- **WORK ORDER**: Every line from the one containing "facade, then give the position of each instance." to the end of the listing below should be transcribed exactly, and no line outside that span should appear.

- **SOURCE RECORDS**:
%%

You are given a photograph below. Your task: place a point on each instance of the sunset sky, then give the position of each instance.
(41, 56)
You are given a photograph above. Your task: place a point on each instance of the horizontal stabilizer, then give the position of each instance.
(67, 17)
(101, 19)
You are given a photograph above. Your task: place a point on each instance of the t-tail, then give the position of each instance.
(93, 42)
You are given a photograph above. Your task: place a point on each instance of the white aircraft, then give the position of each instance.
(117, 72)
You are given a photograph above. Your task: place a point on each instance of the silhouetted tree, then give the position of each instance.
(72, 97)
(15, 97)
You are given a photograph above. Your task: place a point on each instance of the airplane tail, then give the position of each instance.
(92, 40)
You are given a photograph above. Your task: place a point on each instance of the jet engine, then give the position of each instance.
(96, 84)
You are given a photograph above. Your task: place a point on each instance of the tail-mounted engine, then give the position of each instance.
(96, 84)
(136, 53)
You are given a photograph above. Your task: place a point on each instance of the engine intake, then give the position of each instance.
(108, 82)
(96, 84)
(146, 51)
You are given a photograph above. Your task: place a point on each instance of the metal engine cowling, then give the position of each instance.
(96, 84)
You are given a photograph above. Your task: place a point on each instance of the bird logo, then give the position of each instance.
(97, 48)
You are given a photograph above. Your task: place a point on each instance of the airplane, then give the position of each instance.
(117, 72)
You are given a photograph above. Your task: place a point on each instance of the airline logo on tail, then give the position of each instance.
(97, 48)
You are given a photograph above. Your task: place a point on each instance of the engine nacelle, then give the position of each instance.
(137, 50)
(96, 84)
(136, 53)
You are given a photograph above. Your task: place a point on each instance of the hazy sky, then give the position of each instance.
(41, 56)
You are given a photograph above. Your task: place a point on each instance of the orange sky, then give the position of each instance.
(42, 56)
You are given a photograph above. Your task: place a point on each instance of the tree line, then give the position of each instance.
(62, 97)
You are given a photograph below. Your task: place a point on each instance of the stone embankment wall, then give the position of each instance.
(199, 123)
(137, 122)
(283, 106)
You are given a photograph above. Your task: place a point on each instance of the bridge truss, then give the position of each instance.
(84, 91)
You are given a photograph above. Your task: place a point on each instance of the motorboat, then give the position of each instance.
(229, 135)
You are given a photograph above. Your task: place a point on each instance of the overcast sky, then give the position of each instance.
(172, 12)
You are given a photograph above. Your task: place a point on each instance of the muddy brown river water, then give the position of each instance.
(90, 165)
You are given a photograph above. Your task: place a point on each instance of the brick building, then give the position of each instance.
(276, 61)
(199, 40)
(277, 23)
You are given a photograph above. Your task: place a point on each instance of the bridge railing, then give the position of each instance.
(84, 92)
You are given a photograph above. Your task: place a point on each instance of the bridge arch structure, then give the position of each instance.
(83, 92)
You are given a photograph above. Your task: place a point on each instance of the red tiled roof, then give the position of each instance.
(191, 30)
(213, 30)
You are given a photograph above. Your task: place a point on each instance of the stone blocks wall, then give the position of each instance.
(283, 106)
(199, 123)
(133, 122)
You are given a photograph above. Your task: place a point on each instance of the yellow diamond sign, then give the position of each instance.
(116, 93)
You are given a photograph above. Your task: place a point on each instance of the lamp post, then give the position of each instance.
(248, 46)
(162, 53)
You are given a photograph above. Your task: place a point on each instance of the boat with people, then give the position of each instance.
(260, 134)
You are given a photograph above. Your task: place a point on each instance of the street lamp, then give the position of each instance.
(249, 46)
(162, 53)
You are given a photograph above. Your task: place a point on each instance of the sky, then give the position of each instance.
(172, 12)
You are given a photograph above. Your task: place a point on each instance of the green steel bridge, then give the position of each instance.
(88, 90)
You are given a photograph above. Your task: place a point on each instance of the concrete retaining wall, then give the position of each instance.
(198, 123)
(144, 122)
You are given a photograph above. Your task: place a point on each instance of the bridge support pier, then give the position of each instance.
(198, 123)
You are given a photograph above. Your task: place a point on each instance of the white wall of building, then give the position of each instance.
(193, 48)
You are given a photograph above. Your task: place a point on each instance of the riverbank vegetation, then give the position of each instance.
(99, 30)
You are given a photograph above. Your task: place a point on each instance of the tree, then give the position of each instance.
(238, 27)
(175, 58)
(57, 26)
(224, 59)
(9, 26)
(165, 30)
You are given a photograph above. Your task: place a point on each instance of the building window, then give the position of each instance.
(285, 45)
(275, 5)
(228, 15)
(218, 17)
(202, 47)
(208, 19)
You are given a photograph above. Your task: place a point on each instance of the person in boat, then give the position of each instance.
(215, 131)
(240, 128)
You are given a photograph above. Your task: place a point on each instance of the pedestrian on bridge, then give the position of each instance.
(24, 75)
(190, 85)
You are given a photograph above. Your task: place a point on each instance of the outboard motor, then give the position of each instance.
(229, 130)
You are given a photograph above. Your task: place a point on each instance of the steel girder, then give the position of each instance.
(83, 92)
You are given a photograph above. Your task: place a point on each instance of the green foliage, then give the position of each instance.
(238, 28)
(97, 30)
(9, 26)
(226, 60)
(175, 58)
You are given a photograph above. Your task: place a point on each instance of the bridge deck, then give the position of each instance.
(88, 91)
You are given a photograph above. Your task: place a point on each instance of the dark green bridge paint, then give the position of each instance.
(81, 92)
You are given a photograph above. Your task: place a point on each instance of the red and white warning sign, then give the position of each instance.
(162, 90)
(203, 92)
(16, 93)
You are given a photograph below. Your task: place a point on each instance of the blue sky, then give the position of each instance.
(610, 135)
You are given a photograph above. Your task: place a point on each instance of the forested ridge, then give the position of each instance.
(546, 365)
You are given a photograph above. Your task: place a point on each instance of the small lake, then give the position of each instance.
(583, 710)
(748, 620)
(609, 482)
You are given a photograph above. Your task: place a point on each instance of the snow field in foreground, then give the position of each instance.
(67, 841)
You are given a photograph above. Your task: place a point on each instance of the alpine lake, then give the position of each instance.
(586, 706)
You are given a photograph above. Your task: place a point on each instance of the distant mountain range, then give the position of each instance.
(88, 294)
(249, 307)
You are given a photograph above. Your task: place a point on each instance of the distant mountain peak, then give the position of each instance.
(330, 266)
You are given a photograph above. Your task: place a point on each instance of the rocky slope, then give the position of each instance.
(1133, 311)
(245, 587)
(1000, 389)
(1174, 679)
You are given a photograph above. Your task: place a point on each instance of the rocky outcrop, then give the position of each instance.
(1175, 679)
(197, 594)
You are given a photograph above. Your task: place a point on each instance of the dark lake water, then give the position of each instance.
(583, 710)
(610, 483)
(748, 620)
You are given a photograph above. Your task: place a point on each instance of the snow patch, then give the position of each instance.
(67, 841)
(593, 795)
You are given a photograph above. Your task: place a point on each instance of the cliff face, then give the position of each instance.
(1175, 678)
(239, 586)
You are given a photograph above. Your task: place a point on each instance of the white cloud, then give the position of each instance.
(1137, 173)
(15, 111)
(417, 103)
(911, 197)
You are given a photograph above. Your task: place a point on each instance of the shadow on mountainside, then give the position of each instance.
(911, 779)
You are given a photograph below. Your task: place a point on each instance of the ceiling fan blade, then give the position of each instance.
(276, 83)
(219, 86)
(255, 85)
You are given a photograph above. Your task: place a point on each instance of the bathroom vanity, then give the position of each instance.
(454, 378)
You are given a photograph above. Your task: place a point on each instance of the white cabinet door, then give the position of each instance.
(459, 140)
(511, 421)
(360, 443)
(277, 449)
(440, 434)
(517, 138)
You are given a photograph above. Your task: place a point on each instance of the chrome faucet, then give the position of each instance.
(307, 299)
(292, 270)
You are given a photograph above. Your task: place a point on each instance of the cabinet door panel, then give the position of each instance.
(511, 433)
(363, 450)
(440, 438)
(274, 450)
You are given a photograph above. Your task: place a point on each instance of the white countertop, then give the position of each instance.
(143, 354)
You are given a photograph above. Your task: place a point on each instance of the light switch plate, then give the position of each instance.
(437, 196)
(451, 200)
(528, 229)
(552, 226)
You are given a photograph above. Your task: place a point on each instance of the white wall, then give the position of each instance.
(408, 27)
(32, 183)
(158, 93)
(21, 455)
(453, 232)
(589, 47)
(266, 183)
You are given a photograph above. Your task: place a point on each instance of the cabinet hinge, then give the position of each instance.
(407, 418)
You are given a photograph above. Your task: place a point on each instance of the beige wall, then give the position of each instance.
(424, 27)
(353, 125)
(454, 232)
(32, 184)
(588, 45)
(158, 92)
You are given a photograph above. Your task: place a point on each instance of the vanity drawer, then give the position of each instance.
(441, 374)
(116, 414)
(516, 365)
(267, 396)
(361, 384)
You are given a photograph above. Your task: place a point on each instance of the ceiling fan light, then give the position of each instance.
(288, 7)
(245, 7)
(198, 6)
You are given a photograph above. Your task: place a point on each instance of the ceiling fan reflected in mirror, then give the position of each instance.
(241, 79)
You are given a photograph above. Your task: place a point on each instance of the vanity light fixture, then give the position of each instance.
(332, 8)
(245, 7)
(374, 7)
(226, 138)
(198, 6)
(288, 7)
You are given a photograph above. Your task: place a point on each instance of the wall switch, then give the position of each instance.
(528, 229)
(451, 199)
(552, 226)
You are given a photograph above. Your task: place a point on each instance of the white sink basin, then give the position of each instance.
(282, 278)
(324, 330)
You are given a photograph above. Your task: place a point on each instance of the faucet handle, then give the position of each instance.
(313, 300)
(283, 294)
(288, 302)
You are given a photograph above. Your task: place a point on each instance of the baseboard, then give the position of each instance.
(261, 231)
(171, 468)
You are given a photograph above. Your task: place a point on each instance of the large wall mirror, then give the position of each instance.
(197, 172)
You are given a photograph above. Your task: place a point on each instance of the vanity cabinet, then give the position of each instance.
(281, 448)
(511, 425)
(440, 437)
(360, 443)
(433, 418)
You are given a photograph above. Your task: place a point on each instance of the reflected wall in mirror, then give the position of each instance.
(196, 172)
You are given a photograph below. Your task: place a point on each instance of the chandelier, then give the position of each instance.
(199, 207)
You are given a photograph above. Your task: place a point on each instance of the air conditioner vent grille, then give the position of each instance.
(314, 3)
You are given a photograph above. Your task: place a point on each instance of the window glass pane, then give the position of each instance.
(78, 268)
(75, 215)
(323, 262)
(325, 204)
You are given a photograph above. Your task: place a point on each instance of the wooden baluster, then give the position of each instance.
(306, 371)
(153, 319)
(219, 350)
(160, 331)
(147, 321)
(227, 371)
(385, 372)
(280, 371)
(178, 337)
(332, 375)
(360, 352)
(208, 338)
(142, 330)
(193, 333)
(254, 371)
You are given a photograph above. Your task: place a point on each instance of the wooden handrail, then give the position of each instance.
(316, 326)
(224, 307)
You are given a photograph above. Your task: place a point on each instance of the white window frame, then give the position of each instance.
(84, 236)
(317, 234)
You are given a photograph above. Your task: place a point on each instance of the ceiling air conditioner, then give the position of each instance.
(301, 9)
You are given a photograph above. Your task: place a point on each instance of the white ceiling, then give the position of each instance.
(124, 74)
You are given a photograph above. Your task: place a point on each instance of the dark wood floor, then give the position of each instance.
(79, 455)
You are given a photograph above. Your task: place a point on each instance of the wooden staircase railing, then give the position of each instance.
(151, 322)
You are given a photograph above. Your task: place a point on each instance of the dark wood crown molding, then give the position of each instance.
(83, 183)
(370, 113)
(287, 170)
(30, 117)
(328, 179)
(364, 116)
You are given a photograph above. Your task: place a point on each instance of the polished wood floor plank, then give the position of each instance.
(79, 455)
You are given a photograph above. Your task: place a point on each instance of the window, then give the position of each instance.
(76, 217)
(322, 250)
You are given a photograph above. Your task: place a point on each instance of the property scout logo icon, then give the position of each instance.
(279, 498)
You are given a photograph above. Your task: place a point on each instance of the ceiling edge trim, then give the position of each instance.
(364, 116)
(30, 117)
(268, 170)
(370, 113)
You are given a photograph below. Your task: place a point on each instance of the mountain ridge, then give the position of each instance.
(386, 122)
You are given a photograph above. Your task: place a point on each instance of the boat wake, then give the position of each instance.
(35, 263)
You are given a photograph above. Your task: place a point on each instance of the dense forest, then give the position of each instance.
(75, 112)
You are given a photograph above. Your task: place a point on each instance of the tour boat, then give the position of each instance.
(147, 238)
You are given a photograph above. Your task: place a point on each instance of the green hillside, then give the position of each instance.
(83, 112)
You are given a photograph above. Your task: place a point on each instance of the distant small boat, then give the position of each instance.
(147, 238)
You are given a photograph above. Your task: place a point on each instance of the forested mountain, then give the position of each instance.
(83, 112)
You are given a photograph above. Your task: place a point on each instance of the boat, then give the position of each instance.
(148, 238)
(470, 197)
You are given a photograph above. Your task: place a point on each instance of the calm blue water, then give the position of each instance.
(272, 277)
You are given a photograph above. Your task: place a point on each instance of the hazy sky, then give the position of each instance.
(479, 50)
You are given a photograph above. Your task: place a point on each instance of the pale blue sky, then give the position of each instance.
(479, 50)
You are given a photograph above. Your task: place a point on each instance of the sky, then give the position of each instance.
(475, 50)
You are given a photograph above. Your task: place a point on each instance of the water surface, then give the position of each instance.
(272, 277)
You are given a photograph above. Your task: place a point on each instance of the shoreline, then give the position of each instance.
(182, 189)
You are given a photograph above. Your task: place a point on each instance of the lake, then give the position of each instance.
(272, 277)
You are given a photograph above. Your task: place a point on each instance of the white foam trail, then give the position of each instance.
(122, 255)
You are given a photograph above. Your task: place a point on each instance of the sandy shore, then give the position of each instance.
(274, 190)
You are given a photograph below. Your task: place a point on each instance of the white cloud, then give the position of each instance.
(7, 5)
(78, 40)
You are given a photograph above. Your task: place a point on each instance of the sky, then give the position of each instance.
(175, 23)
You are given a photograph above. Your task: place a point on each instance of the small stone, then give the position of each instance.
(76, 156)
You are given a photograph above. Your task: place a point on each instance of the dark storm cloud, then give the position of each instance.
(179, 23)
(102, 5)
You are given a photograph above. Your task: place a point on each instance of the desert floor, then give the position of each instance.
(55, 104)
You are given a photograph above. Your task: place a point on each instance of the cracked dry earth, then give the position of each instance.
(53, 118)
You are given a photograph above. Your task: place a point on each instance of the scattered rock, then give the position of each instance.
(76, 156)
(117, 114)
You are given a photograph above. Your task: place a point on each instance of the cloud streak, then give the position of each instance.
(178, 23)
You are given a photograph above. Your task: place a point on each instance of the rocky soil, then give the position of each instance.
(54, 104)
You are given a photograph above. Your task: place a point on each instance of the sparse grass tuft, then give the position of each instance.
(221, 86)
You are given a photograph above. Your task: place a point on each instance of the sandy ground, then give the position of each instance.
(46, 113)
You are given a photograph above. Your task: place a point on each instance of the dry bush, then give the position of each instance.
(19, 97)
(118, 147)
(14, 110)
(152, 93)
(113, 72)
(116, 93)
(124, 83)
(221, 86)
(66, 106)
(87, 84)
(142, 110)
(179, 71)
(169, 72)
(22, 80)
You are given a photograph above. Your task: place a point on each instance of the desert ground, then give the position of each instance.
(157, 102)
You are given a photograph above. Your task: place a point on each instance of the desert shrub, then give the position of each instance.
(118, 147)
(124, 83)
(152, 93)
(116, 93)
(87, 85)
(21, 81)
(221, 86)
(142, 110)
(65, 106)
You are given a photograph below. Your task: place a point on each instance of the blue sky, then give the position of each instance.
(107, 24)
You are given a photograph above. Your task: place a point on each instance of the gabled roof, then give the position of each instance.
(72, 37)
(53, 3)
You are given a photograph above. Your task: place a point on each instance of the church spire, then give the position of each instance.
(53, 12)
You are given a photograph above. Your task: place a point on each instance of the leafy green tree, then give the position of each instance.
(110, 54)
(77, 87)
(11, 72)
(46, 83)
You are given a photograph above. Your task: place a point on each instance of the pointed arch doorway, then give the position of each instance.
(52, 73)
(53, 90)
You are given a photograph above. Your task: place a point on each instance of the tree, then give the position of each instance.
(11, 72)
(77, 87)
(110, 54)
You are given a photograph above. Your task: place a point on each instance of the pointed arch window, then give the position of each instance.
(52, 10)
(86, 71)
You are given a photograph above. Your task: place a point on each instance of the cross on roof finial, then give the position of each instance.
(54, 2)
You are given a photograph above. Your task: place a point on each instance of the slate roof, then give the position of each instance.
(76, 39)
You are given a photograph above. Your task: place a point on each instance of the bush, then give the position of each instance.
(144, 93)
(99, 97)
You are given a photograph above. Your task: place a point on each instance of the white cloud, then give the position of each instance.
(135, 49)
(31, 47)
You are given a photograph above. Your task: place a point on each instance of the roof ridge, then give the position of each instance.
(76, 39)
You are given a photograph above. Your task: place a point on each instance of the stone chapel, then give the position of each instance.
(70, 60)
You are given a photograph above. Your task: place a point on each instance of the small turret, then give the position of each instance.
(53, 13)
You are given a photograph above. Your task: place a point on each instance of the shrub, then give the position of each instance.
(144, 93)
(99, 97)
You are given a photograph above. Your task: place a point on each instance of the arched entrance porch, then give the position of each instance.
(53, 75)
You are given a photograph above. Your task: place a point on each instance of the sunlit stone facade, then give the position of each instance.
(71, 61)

%%

- **SOLUTION FOR THIS EXERCISE**:
You are given a photograph above. Your task: place a point on each instance of the sunlit stone facade, then give the position of each instance.
(71, 61)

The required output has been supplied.